- AIM:
Decide whether each statement below agrees with the Spark code diff that follows. Answer each with yes or no, and quote the exact words of the diff that decide it.
1. The change replaces NumericType with DoubleType as the input type.
2. The count attribute in the aggregation buffer is declared as nullable.
3. The initial value given for m4 is Literal(0.0).

- PASSAGE:
Posted by davies <gi...@git.apache.org>.
Github user davies commented on a diff in the pull request:

    https://github.com/apache/spark/pull/10960#discussion_r51535393
  
    --- Diff: sql/catalyst/src/main/scala/org/apache/spark/sql/catalyst/expressions/aggregate/CentralMomentAgg.scala ---
    @@ -57,173 +55,170 @@ abstract class CentralMomentAgg(child: Expression) extends ImperativeAggregate w
     
       override def dataType: DataType = DoubleType
     
    -  override def inputTypes: Seq[AbstractDataType] = Seq(NumericType)
    +  override def inputTypes: Seq[AbstractDataType] = Seq(DoubleType)
    +
    +  protected val count = AttributeReference("count", DoubleType, nullable = false)()
    +  protected val avg = AttributeReference("avg", DoubleType, nullable = false)()
    +  protected val m2 = AttributeReference("m2", DoubleType, nullable = false)()
    +  protected val m3 = AttributeReference("m3", DoubleType, nullable = false)()
    +  protected val m4 = AttributeReference("m4", DoubleType, nullable = false)()
    +
    +  override val aggBufferAttributes = Seq(count, avg, m2, m3, m4).take(momentOrder + 1)
    +
    +  override val initialValues: Seq[Expression] = Seq(
    +    /* count = */ Literal(0.0),
    +    /* avg = */ Literal(0.0),
    +    /* m2 = */ Literal(0.0),
    +    /* m3 = */ Literal(0.0),
    +    /* m4 = */ Literal(0.0)
    +  ).take(momentOrder + 1)
    +
    +  override lazy val updateExpressions: Seq[Expression] = {
    +    val n = count + Literal(1.0)
    +    val delta = child - avg
    +    val deltaN = delta / n
    +    val newAvg = avg + deltaN
    +    val newM2 = m2 + delta * (delta - deltaN)
    +
    +    val delta2 = delta * delta
    +    val deltaN2 = deltaN * deltaN
    +    val newM3 = m3 - Literal(3.0) * deltaN * newM2 + delta * (delta2 - deltaN2)
    +
    +    val newM4 = m4 - Literal(4.0) * deltaN * newM3 - Literal(6.0) * deltaN2 * newM2 +
    +      delta * (delta * delta2 - deltaN * deltaN2)
    +
    +    if (child.nullable) {
    +      Seq(
    +        /* count = */ If(IsNull(child), count, n),
    +        /* avg = */ If(IsNull(child), avg, newAvg),
    +        /* m2 = */ If(IsNull(child), m2, newM2),
    +        /* m3 = */ If(IsNull(child), m3, newM3),
    +        /* m4 = */ If(IsNull(child), m4, newM4)
    +      ).take(momentOrder + 1)
    +    } else {
    +      Seq(
    +        /* count = */ n,
    +        /* avg = */ newAvg,
    +        /* m2 = */ newM2,
    +        /* m3 = */ newM3,
    +        /* m4 = */ newM4
    +      ).take(momentOrder + 1)
    +    }
    +  }
     
    -  override def checkInputDataTypes(): TypeCheckResult =
    -    TypeUtils.checkForNumericExpr(child.dataType, s"function $prettyName")
    +  override lazy val mergeExpressions: Seq[Expression] = {
     
    -  override def aggBufferSchema: StructType = StructType.fromAttributes(aggBufferAttributes)

- DATASET EXCERPT:
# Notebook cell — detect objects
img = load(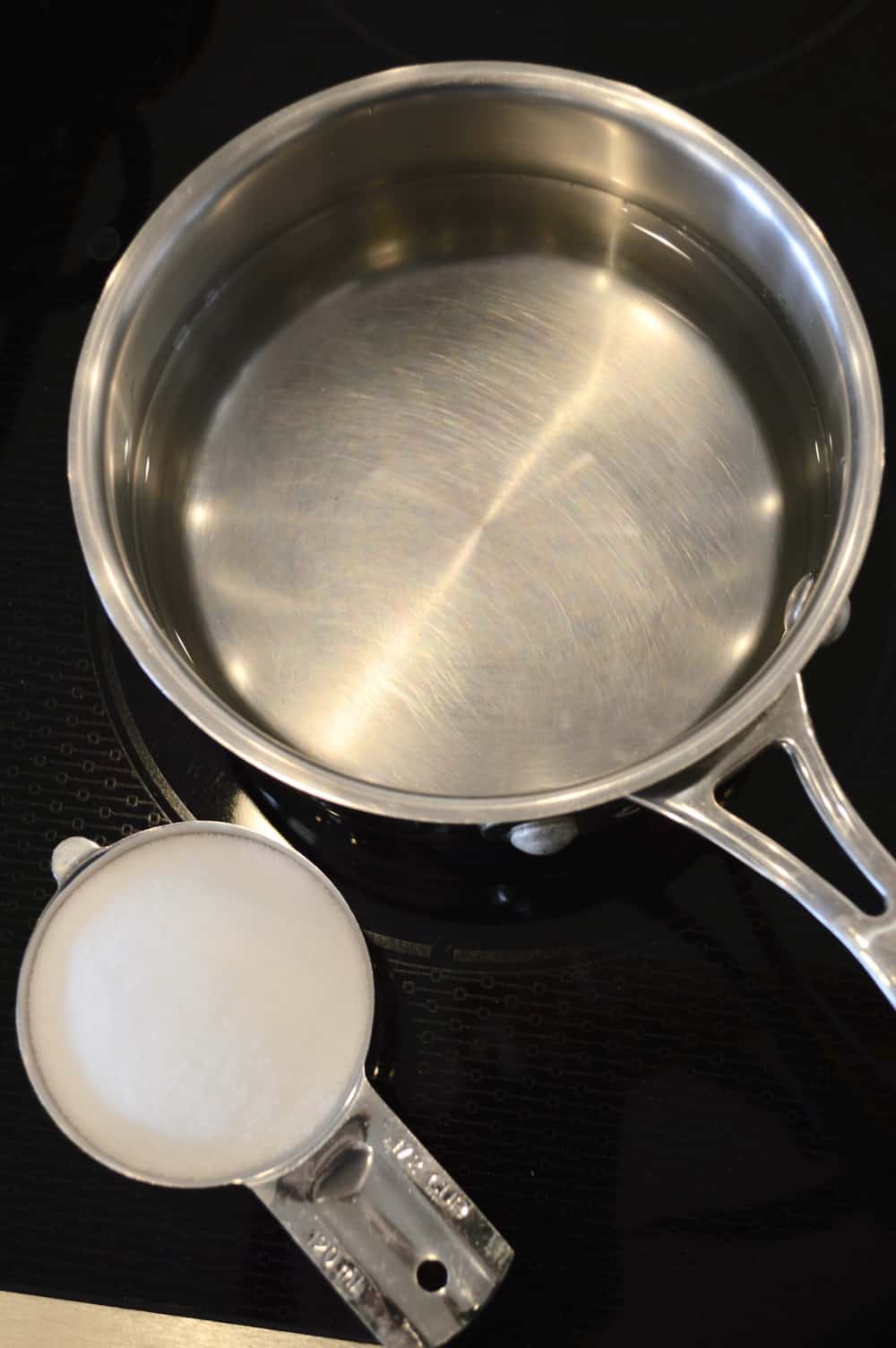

- ANSWER TO THE TASK:
1. Yes: "override def inputTypes: Seq[AbstractDataType] = Seq(NumericType)" is removed and "override def inputTypes: Seq[AbstractDataType] = Seq(DoubleType)" is added.
2. No: "AttributeReference("count", DoubleType, nullable = false)()"
3. Yes: "/* m4 = */ Literal(0.0)"